GENEL - 01 Aralık 2011 Perşembe 10:09

(ÖZEL HABER) HAK-İŞ KONFEDERASYONU GENEL BAŞKANI MAHMUT ARSLAN:

A
A
A
(ÖZEL HABER) HAK-İŞ KONFEDERASYONU GENEL BAŞKANI MAHMUT ARSLAN:

Hak-İş Konfederasyonu Genel Başkanı Mahmut Arslan, bölgesel asgari ücretin karşısında olduklarını dile getirerek, "Bu, Türkiye’de hiç beklemediğimiz olumsuzluklara yol açabilir" dedi. Yeni anayasa çalışmaları hakkında düşüncelerini aktaran Arslan, "Anayasanın özet olması, özgürlükleri esas alması, yasakların ise istisna olması gerekiyor. Hak-İş olarak 31 Aralık’tan önce taleplerimizi Meclis’e sunacağız" dedi.
Hak-İş Konfederasyonu Genel Başkanı Mahmut Arslan, İHA muhabirine yaptığı açıklamada, bölgesel asgari ücret, yeni anayasa çalışmaları ve Hak-İş’in hedefleri hakkında açıklamalarda bulundu.
Hak-İş Konfederasyonu’nun diğerlerinden ayıran en temel özelliklerinden birinin sloganlarla sendikacılık yapmak yerine, sendikacılığı okul olarak görmeleri olduğunu dile getiren Arslan, "Hak İş’in 36. yaş gününü ve 12. olağan genel kurulunu birlikte kutladık. Hak-İş; prensip, ilkeler ve konfederasyon olarak kuruluşundan bugüne kadar çizgisinden farklı bir yerdedir. Sloganlarla sendikacılık yapmak yerine, sendikacılığı aslında bir okul olarak görmektir. İşçi-işveren ilişkilerini çatışma, kavga üzerine,
birinin diğerinin üzerinde egemenlik kurması olarak değil, işçi-işveren ilişkilerini kazan-kazan ilişkisi üzerinde kurmaya çalışmaktır. Hak-İş, adeta bir testere gibi her iki tarafa da adil bir dağılım yapmakta, adil bir yaklaşımı esas almakta ve sorunlara sloganlarla değil, bilimsel verilerle yaklaşmaktır. Sendikacılığı bu anlamda sadece kendi üyelerimiz açısından değil, tüm taraflar için bir kazanca dönüştürmenin adıdır Hak-İş. Biz küresel bir sendikal dayanışmayı yerel değerlerden de yararlanıp öne
çıkarmaya çalışıyoruz" dedi.
"SENDİKAL DÜNYANIN GELECEKTEKİ SORUNLARINA DA ÇARE ARIYORUZ"

» **Yazılı istek**:
Yukarıdaki Hak-İş haberini kaldığı yerden devam ettirin.

» **Verilen bilgiler**:
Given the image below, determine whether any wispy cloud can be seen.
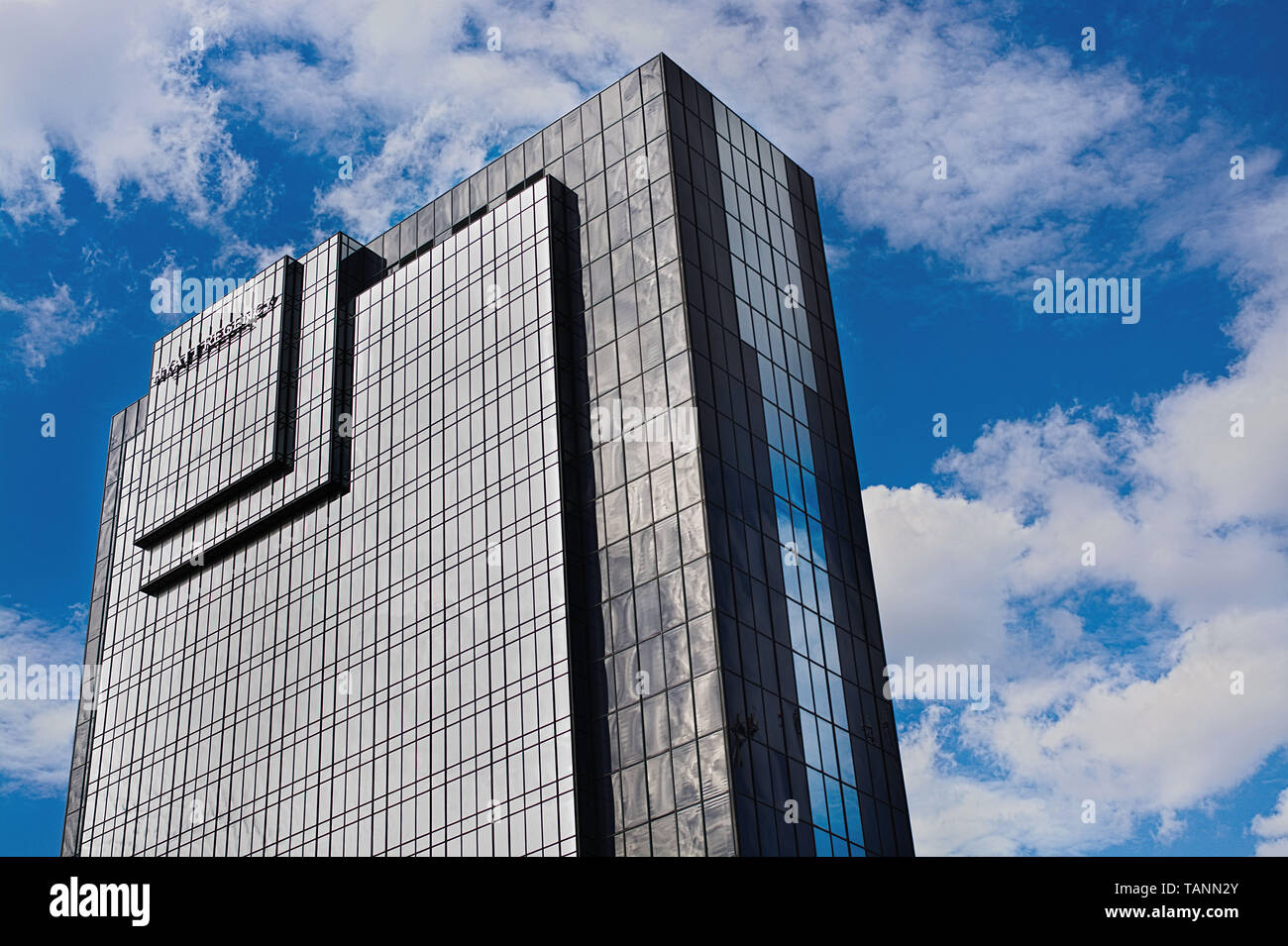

» **Yanıt**:
Hak-İş’in sadece günlük sorunlara değil, gelecekte sendikal dünyanın sorunlarına da çözüm bulacak bir yaklaşım içerisinde olduğunu belirten Arslan, "Bunun temelinde de emek ve insan odaklı bir sendika anlayışı yatmaktadır. Merkeze oturttuğumuz insan ve emeğin hem haklarını koruyacağız, geleceğini dizayn edeceğiz hem de işçi-işveren ilişkilerini diyalog zemininde yürüteceğiz. Sendikacılık, bağırıp çağıran bir anlayış değildir. Hak-İş diyalog süreçlerini önemsiyor. İşletmelerin geleceği ile ilgili konular
da bizim için önemli. Hak-İş olarak biz farklı bir kulvarda sendikacılık yapıyoruz. Hak-İş, kendisini küresel sendikacılığın bir parçası olarak görüyor. Biz toplumun değerleriyle çatışan, toplumun kültürüyle yaşam biçimiyle kavga eden bir sendika biçimini kabul etmiyoruz. Bu medeniyetin çocukları olarak dünya sendika hareketine katkı vermeyi düşünüyoruz. Bu da farkımızı oluşturan önemli unsurlardan biri" ifadelerini kullandı.
"YENİ ANAYASANIN ÖZET OLMASI GEREKİR"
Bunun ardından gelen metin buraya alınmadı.